SET PROBLEM: Copy every entry exactly as given, minus the images.

Stored records
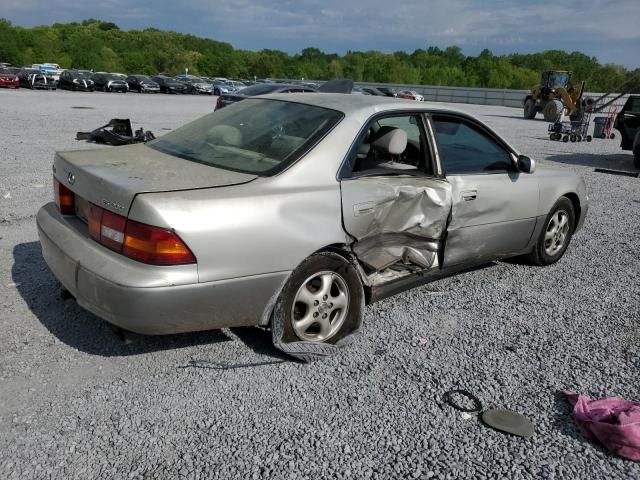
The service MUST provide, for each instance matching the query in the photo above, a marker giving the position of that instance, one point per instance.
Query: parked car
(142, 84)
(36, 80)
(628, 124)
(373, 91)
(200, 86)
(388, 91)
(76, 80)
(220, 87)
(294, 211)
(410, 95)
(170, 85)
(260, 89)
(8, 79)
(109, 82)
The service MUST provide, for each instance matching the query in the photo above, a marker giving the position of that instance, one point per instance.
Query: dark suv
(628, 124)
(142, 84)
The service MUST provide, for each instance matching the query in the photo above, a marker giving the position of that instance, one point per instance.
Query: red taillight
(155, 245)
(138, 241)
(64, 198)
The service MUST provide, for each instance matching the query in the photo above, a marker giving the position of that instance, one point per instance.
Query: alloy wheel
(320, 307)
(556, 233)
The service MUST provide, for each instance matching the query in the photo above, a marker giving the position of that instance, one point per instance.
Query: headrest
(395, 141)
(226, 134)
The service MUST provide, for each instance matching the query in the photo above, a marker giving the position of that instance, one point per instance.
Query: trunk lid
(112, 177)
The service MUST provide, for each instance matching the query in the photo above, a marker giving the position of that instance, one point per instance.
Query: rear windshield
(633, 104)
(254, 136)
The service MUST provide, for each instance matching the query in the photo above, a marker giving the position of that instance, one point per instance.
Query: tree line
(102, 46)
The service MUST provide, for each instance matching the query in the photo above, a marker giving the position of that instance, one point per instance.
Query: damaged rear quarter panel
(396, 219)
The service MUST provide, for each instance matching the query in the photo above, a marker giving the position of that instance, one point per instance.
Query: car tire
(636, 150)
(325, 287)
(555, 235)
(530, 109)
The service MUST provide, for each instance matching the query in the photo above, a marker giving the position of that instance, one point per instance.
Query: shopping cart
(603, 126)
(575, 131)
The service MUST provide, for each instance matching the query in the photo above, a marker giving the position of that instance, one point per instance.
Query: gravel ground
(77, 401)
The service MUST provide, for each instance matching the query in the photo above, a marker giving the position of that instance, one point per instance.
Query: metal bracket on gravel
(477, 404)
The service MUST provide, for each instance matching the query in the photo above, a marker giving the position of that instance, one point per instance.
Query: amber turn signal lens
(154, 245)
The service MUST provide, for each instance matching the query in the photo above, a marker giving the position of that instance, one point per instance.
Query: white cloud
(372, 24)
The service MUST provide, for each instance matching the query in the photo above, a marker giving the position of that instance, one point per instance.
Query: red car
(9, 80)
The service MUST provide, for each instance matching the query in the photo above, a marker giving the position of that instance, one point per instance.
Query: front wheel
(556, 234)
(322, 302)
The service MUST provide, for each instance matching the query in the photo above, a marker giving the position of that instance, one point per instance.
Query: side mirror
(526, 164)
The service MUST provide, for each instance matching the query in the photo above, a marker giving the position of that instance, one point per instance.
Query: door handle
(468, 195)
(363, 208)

FINAL RESULT:
The service MUST provide, for each instance matching the query in the photo above, a marker giving the position of that instance, one point per instance.
Query: parked car
(142, 84)
(36, 80)
(628, 124)
(373, 91)
(200, 86)
(388, 91)
(76, 80)
(220, 87)
(294, 211)
(410, 95)
(170, 85)
(260, 89)
(8, 79)
(109, 82)
The service MUST provide, for each instance matching the query in the photo above, a marker giving the position of that instance, one point per instance.
Query: dark suv
(628, 124)
(142, 84)
The service MUST provide, for each instance matching the query in the photo above, a marker giving the position of that instance, one point per instance.
Query: red taillight
(155, 245)
(138, 241)
(64, 198)
The service MUST provide, for each instance matching the query in the photo above, a marker giving the position of that instance, one point per instance.
Query: alloy wheel
(320, 307)
(556, 233)
The service MUST provide, for each instance matching the query in the photo above, a marker giving the position of that instance, one point per instance.
Query: headrest
(395, 141)
(226, 134)
The service MUST provide, for each instance matching the query in the photo above, a marker giving the position of that instance, one point per instance.
Query: trunk lid
(112, 177)
The service MUST provide, for each instance matching the query in the photo above, a marker giving the position of that instance, one point per instance.
Query: rear windshield
(633, 104)
(254, 136)
The service MUST provide, for each instance matching the query in the photo above, a marker giving the position of that instance, one point per instance.
Query: tree line
(102, 46)
The service MUST provide, for each instance matching the query in the photo above, a marker giving the position of that instance, one point per instance.
Query: damaged rear quarter panel
(396, 219)
The service MUST provide, for each instance matching the query in the photo above, a marker giving the position of that instance, one point per instance.
Query: car tire
(636, 150)
(325, 287)
(555, 235)
(530, 109)
The service MUST provide, for each instance matching the query in the photo above, a marker giving the position of that instance, one point per instance.
Query: shopping cart
(603, 126)
(575, 131)
The service MUST provide, for each instance matching the query in the photo above, a marker giving the position of that instance, one point per instance.
Query: gravel ground
(77, 401)
The service MUST provide, for each instance matching the query in the photo above, a marker giving the position of that instance, one point per instance.
Query: metal bracket on gravel
(477, 404)
The service MUST provide, for each instance matching the query in the photo above, a marker giving the position of that instance, one point per instance.
Query: amber turn signal lens
(154, 245)
The service MUST provide, for each instance matching the query in the photo above, a marker giving the position of that instance, one point per instance.
Query: white cloud
(372, 24)
The service MUST provide, for each instance matching the query in the photo above, a marker giving the position of that instance, one point per instance.
Query: red car
(9, 80)
The service MUST provide, for each instance matching the query in the photo above, a marker giving the position of that instance, one point per instance.
Query: front wheel
(556, 234)
(322, 302)
The service MUST provide, for each instance matching the query in the photo above, a marker giving the position of that instance, one point per instance.
Query: side mirror
(526, 164)
The service MUST provide, for each instance matching the query in the photo above, a marker giving the position of that instance, one point per instance.
Query: door handle
(468, 195)
(363, 208)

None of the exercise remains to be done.